Given request: Find every line in the data below that contains the word "carved", and copy each such line. Matching is case-sensitive.

Data lines:
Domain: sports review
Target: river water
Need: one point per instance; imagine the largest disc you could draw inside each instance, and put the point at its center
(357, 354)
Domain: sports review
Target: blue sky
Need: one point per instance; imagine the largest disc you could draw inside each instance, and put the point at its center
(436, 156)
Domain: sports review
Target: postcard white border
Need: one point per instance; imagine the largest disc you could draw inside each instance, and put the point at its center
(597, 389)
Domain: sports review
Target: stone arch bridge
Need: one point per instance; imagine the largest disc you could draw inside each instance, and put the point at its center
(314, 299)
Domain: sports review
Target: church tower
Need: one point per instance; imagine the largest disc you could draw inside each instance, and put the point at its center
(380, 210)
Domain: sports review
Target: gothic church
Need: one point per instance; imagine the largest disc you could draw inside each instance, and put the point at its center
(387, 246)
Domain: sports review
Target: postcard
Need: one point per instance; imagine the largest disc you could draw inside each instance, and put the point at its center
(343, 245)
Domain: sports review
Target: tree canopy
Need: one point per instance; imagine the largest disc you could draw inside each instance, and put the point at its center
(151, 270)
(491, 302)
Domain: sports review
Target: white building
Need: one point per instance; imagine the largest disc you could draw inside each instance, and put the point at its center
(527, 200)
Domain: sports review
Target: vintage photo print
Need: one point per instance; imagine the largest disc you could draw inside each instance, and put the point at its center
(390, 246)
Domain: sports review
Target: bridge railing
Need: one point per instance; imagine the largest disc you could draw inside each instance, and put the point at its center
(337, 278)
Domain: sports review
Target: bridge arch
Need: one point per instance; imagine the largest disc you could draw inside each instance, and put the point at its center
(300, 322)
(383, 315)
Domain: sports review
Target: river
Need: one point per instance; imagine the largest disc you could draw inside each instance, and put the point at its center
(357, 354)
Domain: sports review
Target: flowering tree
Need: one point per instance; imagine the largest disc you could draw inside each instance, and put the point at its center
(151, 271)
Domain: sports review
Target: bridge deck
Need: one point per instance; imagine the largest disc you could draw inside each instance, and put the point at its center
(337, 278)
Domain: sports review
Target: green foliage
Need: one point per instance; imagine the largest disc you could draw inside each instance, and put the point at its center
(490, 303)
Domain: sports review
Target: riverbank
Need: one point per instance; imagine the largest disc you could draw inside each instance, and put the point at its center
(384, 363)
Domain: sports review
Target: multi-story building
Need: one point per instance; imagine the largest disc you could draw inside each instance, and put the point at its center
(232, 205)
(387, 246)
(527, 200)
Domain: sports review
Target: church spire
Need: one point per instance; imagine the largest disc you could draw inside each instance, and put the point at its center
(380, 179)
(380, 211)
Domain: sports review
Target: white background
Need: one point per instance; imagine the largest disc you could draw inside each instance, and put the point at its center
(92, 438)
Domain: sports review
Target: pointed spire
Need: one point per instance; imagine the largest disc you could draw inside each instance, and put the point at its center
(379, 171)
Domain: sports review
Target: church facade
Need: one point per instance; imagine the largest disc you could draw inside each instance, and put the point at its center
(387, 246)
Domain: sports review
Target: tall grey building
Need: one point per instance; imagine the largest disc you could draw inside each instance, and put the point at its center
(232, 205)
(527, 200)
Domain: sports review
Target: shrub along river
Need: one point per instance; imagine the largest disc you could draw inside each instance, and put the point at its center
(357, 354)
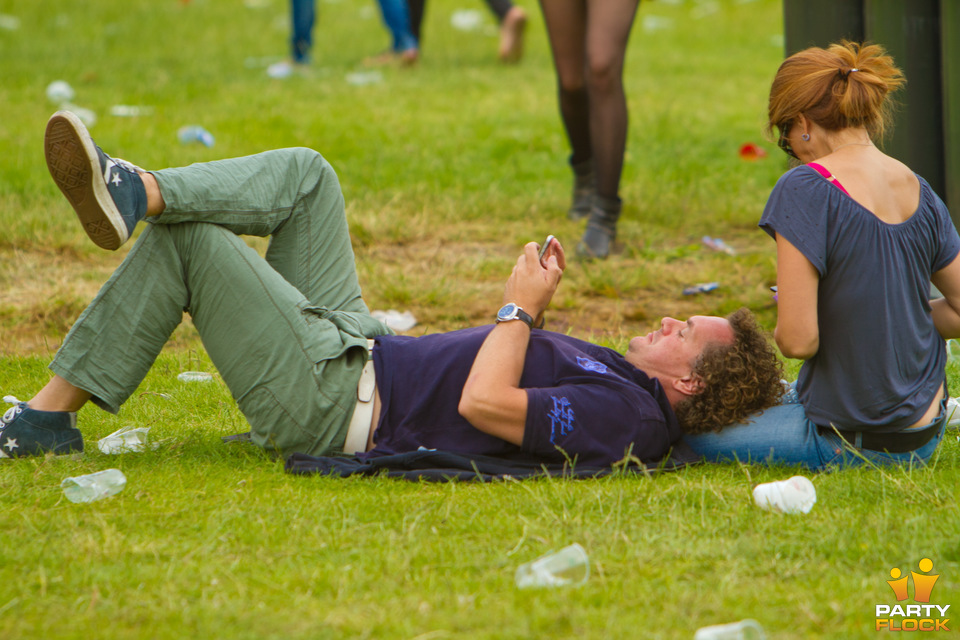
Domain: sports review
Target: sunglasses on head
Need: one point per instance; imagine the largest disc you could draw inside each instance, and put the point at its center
(783, 143)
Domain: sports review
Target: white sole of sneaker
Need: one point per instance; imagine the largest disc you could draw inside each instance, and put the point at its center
(75, 166)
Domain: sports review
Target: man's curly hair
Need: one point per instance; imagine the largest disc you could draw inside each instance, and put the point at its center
(738, 379)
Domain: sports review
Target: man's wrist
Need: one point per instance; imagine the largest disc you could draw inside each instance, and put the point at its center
(512, 311)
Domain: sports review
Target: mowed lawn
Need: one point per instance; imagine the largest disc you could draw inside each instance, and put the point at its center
(447, 170)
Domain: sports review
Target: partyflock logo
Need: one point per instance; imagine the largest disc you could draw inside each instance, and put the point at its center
(921, 616)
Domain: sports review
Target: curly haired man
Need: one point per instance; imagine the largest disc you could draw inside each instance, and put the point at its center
(289, 332)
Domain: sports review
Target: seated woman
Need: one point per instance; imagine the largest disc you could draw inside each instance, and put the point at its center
(859, 239)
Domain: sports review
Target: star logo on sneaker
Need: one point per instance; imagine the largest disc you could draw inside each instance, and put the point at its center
(106, 172)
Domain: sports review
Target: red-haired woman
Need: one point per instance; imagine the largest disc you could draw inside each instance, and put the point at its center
(859, 239)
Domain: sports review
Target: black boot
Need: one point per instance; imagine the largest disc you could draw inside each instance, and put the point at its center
(584, 189)
(601, 228)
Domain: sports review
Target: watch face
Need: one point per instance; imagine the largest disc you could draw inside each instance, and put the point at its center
(507, 312)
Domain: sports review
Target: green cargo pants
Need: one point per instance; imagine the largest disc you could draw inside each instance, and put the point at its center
(287, 333)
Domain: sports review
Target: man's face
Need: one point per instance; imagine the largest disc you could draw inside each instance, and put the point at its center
(672, 350)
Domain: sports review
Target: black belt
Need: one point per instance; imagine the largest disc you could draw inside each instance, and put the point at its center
(895, 442)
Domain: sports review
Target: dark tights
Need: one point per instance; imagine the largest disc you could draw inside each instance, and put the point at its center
(589, 43)
(417, 7)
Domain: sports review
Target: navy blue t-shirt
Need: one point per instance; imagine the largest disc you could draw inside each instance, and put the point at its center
(881, 360)
(585, 402)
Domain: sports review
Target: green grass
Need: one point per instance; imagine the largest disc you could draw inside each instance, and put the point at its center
(447, 170)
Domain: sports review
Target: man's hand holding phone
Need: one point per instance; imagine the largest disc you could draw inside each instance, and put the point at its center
(551, 247)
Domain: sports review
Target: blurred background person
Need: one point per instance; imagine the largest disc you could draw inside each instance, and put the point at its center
(404, 46)
(511, 18)
(588, 39)
(303, 16)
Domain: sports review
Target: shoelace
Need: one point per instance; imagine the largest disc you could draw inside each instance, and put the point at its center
(126, 165)
(12, 412)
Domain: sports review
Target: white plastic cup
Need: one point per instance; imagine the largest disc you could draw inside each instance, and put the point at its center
(796, 495)
(744, 630)
(127, 439)
(195, 376)
(60, 91)
(569, 566)
(94, 486)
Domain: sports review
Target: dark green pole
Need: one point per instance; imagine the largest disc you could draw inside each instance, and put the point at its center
(910, 32)
(950, 72)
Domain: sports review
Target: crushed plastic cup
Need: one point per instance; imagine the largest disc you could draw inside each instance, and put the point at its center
(129, 111)
(87, 116)
(8, 22)
(795, 495)
(953, 413)
(195, 376)
(396, 320)
(280, 70)
(125, 440)
(744, 630)
(703, 287)
(94, 486)
(953, 350)
(364, 78)
(569, 566)
(60, 91)
(195, 133)
(466, 19)
(653, 23)
(717, 244)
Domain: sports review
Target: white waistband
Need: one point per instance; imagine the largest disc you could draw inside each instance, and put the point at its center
(360, 424)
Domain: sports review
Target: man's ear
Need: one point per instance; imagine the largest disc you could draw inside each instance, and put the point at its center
(689, 385)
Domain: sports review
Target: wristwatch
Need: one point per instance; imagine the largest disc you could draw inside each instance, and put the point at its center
(511, 311)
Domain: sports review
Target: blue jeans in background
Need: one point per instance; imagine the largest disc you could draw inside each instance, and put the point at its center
(396, 15)
(303, 13)
(783, 435)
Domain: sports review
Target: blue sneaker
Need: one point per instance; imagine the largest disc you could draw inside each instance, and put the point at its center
(28, 432)
(107, 193)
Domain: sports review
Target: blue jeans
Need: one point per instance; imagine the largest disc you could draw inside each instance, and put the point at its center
(783, 435)
(303, 13)
(396, 15)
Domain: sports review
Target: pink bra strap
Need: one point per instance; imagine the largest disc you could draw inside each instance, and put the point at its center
(819, 168)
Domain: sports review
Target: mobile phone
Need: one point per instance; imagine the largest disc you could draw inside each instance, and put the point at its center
(544, 246)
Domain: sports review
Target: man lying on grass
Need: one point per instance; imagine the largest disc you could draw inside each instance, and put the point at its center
(289, 332)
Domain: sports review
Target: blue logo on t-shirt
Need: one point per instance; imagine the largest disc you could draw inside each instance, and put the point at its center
(591, 365)
(561, 417)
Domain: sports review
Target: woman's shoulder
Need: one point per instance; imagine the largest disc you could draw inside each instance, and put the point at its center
(799, 177)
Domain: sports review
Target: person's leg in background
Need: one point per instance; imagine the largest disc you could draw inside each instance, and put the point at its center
(566, 23)
(302, 18)
(513, 21)
(589, 42)
(608, 32)
(303, 13)
(404, 46)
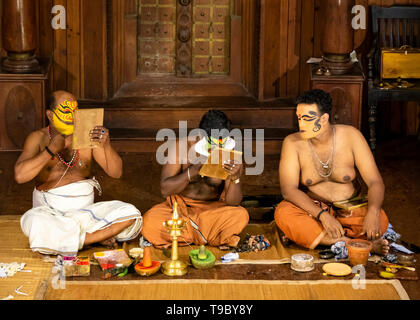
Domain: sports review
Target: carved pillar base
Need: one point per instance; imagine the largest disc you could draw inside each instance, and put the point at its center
(20, 63)
(338, 64)
(19, 36)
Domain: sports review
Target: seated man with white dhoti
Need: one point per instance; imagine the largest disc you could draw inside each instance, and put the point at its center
(64, 217)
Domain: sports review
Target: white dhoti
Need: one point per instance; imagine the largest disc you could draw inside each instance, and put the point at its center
(61, 217)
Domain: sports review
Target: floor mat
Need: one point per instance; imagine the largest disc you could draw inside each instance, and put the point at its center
(227, 290)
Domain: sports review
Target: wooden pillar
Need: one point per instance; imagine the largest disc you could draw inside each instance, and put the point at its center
(338, 36)
(19, 36)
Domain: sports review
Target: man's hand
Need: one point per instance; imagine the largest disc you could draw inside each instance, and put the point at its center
(57, 143)
(372, 225)
(101, 135)
(194, 170)
(235, 169)
(332, 226)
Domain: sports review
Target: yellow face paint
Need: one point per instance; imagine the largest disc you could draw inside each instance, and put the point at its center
(63, 117)
(211, 142)
(309, 121)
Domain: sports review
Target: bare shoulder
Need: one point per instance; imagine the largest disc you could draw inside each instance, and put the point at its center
(349, 132)
(37, 136)
(293, 138)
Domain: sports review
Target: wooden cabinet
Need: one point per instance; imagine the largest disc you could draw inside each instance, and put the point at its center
(22, 106)
(346, 92)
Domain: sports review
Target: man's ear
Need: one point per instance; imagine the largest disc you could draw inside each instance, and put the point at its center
(49, 114)
(325, 118)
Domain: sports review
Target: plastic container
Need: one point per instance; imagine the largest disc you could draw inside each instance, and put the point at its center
(358, 251)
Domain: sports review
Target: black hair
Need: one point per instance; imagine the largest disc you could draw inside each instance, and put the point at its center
(319, 97)
(216, 120)
(51, 101)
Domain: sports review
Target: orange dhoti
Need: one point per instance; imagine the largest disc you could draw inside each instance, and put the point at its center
(308, 232)
(207, 222)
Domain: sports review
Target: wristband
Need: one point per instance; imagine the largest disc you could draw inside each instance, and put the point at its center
(320, 213)
(50, 152)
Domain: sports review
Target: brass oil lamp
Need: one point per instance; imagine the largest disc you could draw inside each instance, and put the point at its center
(174, 267)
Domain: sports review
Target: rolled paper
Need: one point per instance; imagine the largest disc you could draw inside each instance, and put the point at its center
(302, 262)
(147, 257)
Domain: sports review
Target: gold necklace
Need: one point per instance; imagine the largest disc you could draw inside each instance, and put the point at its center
(324, 165)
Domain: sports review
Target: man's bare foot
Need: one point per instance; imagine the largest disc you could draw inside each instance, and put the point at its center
(110, 243)
(380, 247)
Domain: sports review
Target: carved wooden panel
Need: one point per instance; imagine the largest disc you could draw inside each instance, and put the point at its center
(183, 41)
(21, 110)
(184, 37)
(211, 36)
(157, 34)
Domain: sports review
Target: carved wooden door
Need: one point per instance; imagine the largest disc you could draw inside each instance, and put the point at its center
(184, 37)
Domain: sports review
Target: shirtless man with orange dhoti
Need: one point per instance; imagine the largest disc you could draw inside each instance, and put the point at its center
(318, 167)
(64, 217)
(209, 206)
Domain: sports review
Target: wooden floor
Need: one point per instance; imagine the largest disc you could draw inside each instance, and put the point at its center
(398, 161)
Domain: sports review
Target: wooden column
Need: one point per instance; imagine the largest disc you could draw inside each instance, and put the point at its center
(338, 38)
(184, 36)
(19, 36)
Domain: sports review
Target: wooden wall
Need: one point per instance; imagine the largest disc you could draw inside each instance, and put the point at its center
(79, 52)
(290, 33)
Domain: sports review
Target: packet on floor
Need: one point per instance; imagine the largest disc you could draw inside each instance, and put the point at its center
(76, 266)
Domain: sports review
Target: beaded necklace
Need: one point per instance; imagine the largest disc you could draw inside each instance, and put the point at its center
(330, 161)
(74, 158)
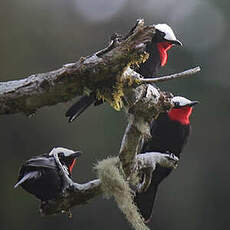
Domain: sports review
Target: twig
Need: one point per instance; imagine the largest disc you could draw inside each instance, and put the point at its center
(186, 73)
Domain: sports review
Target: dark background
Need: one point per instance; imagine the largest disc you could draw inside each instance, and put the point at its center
(39, 36)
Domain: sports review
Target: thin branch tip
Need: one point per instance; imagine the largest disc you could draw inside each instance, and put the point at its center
(186, 73)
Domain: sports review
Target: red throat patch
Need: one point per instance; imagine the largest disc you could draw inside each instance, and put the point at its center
(163, 47)
(72, 165)
(181, 114)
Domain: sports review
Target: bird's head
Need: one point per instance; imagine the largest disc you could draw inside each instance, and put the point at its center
(67, 157)
(165, 39)
(182, 109)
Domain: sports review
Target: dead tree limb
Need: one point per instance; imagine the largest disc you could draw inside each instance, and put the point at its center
(108, 74)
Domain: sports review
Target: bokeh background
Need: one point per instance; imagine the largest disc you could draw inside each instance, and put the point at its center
(39, 36)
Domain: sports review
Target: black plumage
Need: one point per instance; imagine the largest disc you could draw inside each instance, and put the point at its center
(40, 175)
(167, 136)
(146, 69)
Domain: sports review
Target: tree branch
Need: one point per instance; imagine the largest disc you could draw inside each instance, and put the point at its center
(96, 72)
(186, 73)
(108, 74)
(79, 194)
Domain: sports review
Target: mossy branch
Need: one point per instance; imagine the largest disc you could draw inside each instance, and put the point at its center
(106, 72)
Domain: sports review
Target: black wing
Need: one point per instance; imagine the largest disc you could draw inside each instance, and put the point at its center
(28, 176)
(80, 106)
(145, 200)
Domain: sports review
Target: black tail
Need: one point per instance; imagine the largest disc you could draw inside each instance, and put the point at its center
(145, 201)
(80, 106)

Answer:
Target: carved pillar base
Target: carved wooden panel
Target: carved wooden door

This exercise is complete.